SOURCE DATA>
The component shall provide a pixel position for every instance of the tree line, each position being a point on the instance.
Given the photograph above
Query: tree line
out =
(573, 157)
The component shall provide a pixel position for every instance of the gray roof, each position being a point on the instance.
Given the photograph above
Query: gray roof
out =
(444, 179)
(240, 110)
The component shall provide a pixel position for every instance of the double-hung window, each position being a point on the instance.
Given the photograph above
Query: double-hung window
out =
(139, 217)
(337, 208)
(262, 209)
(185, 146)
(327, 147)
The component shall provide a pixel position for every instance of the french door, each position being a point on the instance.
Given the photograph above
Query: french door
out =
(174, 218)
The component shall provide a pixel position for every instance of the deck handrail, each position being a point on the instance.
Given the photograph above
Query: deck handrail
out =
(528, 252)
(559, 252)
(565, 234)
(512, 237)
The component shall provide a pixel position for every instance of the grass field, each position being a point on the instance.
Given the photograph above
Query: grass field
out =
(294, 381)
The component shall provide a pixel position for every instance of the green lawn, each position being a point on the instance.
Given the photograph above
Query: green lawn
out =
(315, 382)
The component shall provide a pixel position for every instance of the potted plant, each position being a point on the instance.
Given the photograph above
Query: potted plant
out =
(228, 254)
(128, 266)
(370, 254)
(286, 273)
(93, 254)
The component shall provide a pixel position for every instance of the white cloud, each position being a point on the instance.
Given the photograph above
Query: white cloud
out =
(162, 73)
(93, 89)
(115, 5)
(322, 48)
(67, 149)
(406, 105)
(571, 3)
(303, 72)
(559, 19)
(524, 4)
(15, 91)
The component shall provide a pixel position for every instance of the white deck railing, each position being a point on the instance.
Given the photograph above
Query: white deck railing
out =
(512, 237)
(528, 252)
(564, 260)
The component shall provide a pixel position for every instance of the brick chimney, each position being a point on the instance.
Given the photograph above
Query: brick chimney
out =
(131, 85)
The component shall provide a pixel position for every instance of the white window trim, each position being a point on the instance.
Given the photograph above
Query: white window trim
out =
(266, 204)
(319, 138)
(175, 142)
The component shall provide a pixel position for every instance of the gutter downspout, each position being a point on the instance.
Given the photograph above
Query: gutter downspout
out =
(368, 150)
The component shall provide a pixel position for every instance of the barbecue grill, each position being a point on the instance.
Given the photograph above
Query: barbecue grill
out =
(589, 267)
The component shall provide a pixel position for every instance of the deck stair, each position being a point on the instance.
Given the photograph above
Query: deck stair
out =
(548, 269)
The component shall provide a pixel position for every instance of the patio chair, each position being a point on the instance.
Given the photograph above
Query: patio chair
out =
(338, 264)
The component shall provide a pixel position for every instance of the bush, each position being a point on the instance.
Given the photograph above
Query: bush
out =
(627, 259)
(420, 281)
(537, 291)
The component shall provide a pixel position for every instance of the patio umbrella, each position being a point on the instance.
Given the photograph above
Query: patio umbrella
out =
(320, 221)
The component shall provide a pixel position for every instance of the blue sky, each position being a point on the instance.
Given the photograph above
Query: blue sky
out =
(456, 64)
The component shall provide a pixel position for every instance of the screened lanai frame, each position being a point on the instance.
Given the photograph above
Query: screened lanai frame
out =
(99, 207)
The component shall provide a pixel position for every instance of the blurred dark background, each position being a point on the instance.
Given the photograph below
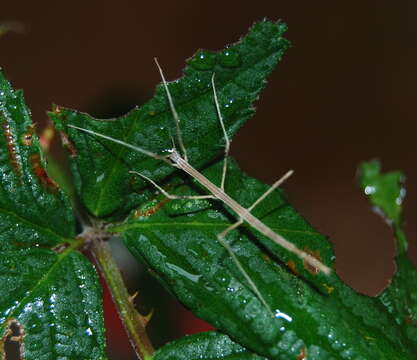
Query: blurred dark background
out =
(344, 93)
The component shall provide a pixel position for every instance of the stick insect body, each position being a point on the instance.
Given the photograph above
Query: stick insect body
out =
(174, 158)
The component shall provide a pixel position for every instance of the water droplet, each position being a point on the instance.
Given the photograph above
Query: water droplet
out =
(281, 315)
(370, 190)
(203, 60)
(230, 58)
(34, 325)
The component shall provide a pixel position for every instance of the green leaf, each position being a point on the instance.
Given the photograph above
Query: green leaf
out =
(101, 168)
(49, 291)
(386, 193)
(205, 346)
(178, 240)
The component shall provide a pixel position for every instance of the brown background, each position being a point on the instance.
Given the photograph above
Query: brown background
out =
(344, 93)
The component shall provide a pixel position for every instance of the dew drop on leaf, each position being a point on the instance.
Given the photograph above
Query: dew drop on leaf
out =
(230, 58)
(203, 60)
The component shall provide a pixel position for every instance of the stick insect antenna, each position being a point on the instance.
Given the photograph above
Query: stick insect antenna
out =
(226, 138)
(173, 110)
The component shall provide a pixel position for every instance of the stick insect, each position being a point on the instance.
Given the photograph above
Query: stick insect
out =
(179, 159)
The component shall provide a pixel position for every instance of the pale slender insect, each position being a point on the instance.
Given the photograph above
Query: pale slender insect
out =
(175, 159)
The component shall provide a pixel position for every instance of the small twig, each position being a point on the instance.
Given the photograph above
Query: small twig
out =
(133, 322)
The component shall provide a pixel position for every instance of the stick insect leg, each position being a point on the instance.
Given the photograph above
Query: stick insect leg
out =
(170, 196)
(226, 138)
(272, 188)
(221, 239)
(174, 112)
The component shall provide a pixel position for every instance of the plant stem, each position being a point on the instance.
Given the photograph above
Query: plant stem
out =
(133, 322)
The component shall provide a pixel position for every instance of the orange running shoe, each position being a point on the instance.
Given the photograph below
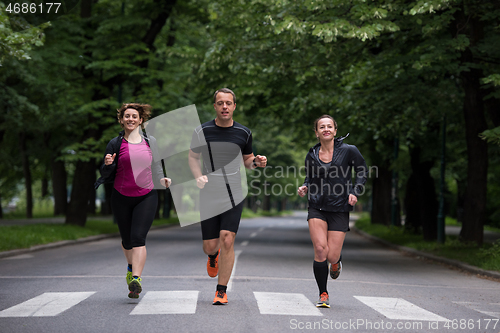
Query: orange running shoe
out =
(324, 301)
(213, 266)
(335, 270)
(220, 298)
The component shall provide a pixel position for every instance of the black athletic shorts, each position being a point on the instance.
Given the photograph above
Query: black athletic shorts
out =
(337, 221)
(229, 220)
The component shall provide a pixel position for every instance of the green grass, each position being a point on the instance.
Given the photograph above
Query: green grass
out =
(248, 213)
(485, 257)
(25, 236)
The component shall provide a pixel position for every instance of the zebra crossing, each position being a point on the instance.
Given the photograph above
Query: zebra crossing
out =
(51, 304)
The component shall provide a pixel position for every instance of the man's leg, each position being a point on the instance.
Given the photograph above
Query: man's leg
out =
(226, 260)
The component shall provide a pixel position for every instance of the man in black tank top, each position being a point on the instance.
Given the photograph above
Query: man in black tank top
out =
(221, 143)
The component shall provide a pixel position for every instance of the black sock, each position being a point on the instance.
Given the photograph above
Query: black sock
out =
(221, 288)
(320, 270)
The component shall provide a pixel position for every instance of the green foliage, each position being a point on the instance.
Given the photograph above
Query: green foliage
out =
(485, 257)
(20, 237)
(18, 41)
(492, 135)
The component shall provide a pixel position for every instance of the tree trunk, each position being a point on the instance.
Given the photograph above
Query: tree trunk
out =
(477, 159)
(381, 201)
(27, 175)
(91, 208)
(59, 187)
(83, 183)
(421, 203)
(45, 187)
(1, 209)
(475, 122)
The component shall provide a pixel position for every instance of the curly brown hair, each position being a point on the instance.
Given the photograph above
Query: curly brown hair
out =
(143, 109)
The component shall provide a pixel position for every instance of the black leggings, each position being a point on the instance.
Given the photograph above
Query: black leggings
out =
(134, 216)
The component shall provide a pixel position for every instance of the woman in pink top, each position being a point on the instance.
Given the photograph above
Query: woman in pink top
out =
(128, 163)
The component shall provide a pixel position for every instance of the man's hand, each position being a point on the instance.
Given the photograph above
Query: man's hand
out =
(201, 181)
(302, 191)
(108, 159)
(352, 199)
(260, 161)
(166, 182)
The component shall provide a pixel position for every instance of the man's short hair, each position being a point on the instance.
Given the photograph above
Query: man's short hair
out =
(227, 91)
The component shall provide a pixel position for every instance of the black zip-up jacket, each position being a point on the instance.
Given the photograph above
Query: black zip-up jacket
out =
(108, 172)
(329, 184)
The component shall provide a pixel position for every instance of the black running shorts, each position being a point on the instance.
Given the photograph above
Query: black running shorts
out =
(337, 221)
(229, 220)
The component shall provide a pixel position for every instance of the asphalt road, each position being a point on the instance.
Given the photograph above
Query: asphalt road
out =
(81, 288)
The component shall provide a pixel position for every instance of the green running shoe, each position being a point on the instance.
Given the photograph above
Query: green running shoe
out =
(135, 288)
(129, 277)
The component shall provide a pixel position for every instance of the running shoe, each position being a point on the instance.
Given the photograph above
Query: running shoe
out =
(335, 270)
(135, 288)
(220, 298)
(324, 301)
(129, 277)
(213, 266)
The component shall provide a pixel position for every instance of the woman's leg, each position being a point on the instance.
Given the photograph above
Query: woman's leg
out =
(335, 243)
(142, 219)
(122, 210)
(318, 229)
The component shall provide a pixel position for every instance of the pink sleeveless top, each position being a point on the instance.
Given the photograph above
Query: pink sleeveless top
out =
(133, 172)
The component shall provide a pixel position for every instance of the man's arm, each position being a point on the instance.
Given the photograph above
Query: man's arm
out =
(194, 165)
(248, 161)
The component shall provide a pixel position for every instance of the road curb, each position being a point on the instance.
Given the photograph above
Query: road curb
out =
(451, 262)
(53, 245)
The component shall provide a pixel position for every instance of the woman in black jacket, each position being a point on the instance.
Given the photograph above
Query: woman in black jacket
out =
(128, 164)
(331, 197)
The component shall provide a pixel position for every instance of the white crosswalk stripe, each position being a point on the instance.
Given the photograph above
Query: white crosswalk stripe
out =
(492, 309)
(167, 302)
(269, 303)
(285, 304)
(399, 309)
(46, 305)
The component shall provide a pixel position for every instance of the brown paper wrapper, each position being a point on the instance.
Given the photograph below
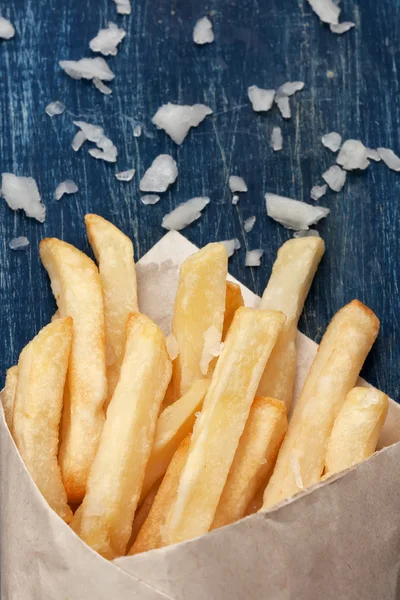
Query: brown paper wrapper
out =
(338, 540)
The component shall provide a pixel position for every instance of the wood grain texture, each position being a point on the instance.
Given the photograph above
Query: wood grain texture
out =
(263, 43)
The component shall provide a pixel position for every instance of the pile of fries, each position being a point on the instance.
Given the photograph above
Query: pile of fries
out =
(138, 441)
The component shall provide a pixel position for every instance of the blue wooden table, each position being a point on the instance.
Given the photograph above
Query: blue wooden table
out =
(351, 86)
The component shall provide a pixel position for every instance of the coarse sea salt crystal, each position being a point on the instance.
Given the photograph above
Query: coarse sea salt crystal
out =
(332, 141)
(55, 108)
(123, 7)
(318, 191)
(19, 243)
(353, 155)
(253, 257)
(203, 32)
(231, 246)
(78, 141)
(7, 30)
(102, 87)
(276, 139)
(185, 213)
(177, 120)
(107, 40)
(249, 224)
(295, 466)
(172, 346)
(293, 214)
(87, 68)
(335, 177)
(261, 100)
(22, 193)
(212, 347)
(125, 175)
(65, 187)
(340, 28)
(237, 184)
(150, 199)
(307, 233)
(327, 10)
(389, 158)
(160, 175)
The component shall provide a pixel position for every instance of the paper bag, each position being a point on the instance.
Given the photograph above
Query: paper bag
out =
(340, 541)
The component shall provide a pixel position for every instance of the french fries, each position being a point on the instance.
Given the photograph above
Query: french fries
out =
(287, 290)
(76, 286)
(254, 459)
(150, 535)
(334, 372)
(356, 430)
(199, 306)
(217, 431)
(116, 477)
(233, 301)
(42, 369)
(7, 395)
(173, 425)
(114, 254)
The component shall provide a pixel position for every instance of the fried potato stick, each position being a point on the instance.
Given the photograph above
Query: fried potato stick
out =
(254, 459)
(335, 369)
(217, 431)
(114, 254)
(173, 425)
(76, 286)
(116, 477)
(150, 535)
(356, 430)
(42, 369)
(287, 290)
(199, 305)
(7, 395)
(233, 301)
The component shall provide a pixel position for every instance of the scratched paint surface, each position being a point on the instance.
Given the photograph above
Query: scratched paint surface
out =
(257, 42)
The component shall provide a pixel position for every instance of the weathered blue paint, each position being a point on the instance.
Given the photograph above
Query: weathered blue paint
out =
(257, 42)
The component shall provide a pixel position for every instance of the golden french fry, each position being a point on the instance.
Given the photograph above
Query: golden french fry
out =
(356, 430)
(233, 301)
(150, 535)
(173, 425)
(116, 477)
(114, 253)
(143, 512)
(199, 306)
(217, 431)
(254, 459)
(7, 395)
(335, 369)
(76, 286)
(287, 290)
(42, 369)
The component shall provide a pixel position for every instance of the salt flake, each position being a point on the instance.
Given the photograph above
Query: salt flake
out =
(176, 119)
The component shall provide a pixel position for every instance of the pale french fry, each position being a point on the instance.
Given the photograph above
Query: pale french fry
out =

TASK DESCRIPTION>
Return only the lines between the one holding "Query: black athletic shorts" and the one holding "tank top, each", inclusive, exactly as they appear above.

OUTPUT BELOW>
Query: black athletic shorts
out =
(337, 221)
(229, 220)
The component shall provide a pixel position for every instance of the green grass, each position being a point on the instance.
Given the photograph above
Query: green grass
out =
(248, 213)
(485, 257)
(25, 236)
The component shall provide a pixel position for every instance of the zebra crossing, each position being a point on the instance.
Given the photograph above
Query: zebra crossing
out =
(51, 304)
The component shall provide a pixel position for every instance of the man's leg, each position being a point on the instance.
Given the photograph above
Query: man's leg
out =
(226, 260)
The component shall provide a pixel position for every instance of the man in black tank top, each position being a point on the instance.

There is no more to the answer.